* _EXERCISE DESCRIPTION_
The line containing "Objective — for the stone cross" marks the start; return it and every line after it in the listing below, exactly, through the last.

* _INPUT DATA_
- - - -

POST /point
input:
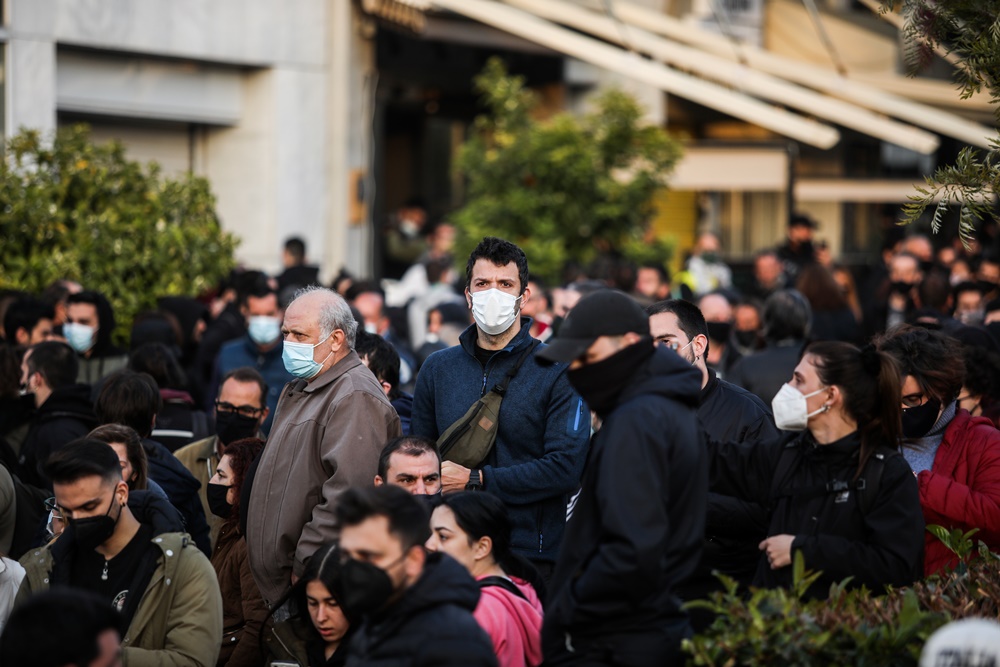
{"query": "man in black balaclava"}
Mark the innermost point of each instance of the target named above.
(635, 531)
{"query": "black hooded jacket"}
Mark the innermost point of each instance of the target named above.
(67, 414)
(637, 528)
(431, 625)
(878, 546)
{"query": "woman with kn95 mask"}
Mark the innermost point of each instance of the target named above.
(835, 487)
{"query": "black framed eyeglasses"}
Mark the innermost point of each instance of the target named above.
(245, 410)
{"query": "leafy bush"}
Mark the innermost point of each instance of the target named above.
(77, 210)
(565, 189)
(778, 627)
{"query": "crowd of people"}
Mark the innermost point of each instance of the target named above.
(439, 470)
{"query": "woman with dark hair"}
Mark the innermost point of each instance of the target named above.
(474, 529)
(128, 445)
(243, 609)
(955, 456)
(321, 639)
(832, 317)
(837, 490)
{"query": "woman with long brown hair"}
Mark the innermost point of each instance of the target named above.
(836, 488)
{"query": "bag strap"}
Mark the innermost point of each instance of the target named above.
(501, 387)
(503, 583)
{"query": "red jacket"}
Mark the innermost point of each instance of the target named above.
(962, 488)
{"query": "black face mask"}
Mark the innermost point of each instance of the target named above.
(217, 501)
(719, 331)
(901, 287)
(919, 420)
(365, 588)
(94, 531)
(747, 339)
(600, 384)
(232, 426)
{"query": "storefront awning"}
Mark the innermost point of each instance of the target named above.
(533, 28)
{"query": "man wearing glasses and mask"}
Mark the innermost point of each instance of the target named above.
(240, 411)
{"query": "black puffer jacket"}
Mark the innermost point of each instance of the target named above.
(637, 528)
(65, 416)
(878, 546)
(431, 625)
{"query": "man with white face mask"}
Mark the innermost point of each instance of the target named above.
(260, 348)
(544, 426)
(331, 424)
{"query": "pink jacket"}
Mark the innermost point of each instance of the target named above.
(962, 488)
(513, 624)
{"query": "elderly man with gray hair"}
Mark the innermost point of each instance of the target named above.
(329, 428)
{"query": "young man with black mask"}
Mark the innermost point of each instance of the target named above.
(240, 411)
(416, 608)
(637, 527)
(129, 550)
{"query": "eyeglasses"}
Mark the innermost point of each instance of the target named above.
(244, 410)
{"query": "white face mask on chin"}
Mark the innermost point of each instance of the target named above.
(494, 311)
(791, 413)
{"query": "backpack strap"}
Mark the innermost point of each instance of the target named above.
(504, 583)
(501, 387)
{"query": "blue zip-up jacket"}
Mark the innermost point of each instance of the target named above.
(244, 352)
(542, 439)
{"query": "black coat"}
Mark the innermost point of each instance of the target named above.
(763, 373)
(66, 415)
(637, 527)
(878, 547)
(734, 527)
(430, 625)
(182, 489)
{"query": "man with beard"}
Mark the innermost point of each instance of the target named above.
(727, 413)
(543, 426)
(240, 412)
(636, 530)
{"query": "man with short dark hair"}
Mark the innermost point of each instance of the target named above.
(132, 399)
(416, 607)
(636, 530)
(63, 408)
(727, 413)
(90, 323)
(412, 463)
(27, 322)
(381, 359)
(240, 411)
(787, 317)
(85, 626)
(543, 426)
(332, 422)
(129, 549)
(259, 348)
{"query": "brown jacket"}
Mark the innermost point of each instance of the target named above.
(243, 610)
(327, 436)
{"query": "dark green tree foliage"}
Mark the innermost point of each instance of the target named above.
(73, 209)
(567, 188)
(970, 29)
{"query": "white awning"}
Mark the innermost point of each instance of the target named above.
(596, 52)
(811, 76)
(735, 75)
(725, 169)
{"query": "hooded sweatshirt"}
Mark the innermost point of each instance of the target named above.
(514, 624)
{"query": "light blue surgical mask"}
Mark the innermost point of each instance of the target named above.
(298, 359)
(79, 336)
(263, 329)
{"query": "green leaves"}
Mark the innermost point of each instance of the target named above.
(73, 209)
(566, 188)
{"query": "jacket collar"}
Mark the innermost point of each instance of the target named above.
(470, 336)
(352, 360)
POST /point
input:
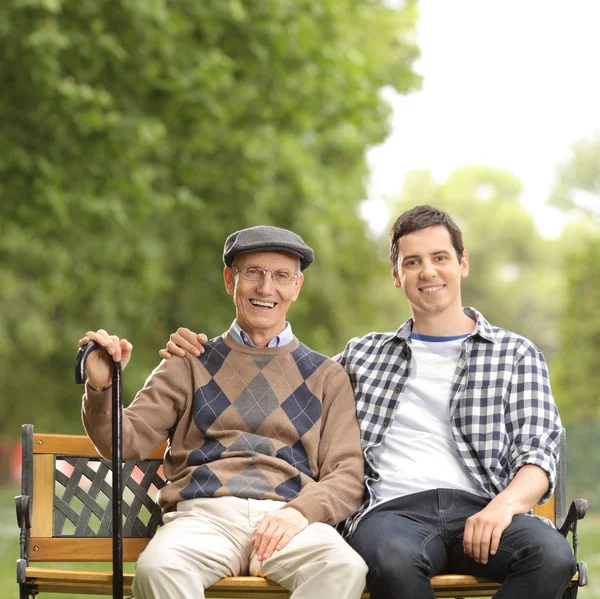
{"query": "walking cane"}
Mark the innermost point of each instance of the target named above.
(117, 459)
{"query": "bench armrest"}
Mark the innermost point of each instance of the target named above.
(577, 511)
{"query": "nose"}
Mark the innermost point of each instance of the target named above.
(428, 270)
(266, 284)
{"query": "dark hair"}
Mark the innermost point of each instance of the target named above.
(421, 217)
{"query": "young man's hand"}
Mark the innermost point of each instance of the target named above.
(97, 366)
(484, 529)
(276, 530)
(184, 340)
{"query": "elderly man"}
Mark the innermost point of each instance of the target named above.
(264, 453)
(460, 433)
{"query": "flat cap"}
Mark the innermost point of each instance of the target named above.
(265, 238)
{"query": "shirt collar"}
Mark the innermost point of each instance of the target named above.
(482, 328)
(240, 336)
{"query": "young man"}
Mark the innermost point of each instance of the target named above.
(264, 452)
(459, 430)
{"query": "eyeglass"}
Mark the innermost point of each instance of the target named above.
(255, 274)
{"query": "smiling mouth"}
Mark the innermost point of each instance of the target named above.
(261, 304)
(432, 288)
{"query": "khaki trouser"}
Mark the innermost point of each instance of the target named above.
(208, 539)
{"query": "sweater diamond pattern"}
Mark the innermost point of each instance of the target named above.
(296, 455)
(210, 451)
(251, 483)
(209, 403)
(307, 360)
(215, 353)
(256, 402)
(302, 408)
(250, 445)
(204, 483)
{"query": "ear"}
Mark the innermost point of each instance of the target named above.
(396, 278)
(297, 286)
(464, 265)
(229, 278)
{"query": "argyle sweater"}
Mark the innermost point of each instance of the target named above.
(263, 423)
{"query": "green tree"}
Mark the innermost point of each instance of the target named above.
(135, 135)
(577, 193)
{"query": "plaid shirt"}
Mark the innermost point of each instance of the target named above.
(502, 411)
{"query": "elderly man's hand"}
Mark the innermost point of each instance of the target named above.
(276, 530)
(184, 340)
(98, 366)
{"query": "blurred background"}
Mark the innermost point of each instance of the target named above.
(136, 134)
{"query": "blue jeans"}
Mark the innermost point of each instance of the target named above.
(408, 540)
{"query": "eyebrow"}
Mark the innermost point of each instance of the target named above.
(436, 253)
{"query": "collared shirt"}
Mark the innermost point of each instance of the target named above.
(240, 336)
(502, 411)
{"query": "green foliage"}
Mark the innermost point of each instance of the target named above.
(577, 378)
(134, 136)
(507, 256)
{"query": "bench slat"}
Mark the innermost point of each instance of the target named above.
(79, 549)
(91, 581)
(76, 445)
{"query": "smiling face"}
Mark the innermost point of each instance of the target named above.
(430, 273)
(261, 306)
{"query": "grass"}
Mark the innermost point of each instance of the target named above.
(589, 550)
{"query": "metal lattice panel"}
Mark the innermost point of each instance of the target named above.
(82, 497)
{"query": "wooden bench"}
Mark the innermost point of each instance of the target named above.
(64, 515)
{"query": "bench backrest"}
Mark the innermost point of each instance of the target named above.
(70, 489)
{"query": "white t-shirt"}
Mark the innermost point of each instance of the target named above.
(419, 452)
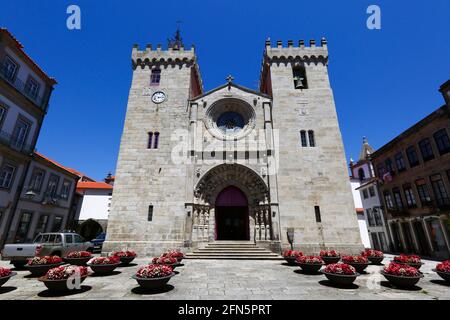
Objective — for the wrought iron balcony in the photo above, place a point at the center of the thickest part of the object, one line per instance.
(23, 88)
(443, 203)
(16, 144)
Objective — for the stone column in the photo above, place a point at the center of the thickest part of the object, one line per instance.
(413, 233)
(427, 233)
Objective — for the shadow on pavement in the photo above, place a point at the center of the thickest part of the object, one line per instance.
(441, 282)
(7, 289)
(54, 294)
(99, 275)
(328, 283)
(389, 285)
(142, 291)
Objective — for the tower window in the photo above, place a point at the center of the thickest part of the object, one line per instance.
(155, 146)
(150, 139)
(312, 141)
(317, 211)
(150, 213)
(303, 138)
(155, 77)
(299, 74)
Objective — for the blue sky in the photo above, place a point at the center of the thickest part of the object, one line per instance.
(384, 80)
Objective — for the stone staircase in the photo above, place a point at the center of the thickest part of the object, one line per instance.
(238, 250)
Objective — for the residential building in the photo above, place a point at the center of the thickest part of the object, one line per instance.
(25, 91)
(372, 211)
(95, 203)
(45, 201)
(359, 210)
(414, 181)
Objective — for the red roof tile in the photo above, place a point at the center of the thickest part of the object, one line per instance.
(93, 185)
(19, 46)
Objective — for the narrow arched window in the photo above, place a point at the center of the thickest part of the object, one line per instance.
(303, 138)
(155, 77)
(312, 141)
(155, 146)
(299, 75)
(150, 139)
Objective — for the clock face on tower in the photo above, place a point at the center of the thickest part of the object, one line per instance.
(159, 97)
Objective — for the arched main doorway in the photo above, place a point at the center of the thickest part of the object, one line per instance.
(232, 215)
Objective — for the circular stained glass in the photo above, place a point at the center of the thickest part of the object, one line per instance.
(230, 122)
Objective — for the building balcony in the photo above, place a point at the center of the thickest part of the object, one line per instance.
(12, 142)
(443, 203)
(23, 88)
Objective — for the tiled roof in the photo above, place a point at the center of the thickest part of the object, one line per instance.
(19, 46)
(41, 156)
(93, 185)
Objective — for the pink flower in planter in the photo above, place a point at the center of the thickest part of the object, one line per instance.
(4, 272)
(340, 268)
(443, 266)
(78, 254)
(292, 254)
(401, 270)
(372, 253)
(154, 271)
(354, 259)
(310, 259)
(329, 253)
(403, 258)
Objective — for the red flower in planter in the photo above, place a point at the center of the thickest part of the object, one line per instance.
(127, 253)
(292, 254)
(310, 259)
(329, 253)
(4, 272)
(354, 259)
(174, 254)
(372, 253)
(403, 258)
(154, 271)
(78, 254)
(164, 260)
(444, 266)
(103, 260)
(44, 260)
(340, 268)
(60, 273)
(401, 270)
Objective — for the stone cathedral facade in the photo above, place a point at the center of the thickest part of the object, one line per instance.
(232, 163)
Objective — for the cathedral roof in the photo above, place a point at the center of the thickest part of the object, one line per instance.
(231, 84)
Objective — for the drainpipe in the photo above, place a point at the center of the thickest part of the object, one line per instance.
(15, 204)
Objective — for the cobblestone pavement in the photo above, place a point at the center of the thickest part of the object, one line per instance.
(233, 280)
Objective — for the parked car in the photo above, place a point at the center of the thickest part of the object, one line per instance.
(53, 243)
(98, 242)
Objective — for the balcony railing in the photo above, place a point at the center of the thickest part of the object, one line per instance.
(22, 87)
(10, 141)
(443, 203)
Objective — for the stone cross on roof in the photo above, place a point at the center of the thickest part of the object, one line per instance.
(229, 80)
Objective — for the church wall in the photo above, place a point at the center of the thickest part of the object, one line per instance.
(145, 176)
(311, 176)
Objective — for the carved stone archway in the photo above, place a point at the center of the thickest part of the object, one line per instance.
(216, 180)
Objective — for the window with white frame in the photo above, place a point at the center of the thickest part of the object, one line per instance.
(37, 179)
(65, 189)
(6, 176)
(20, 133)
(9, 68)
(32, 87)
(52, 186)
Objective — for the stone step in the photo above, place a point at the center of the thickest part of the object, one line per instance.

- - - -

* _COMPLETED TASK_
Objective — for the stone cross on roof in the photo above, place a point at the center of the thickest part of the object, one line per instance.
(229, 80)
Objective — for the church wall in the photo above, place a point at the center of the thickest part of the object, one line per instance.
(145, 176)
(311, 176)
Objective — for the carved stone archway in the photo above, place a point at the center of the thickest part of the object, one line per instance.
(216, 180)
Objective — for the window with white frame in the photo above, place a point at the center of the thickest part of the object, one line per instance.
(37, 179)
(65, 189)
(6, 176)
(20, 133)
(9, 68)
(32, 87)
(52, 186)
Objective — for the stone step in the photo above, place a point at the center of the thickest part of the object, one line per instance.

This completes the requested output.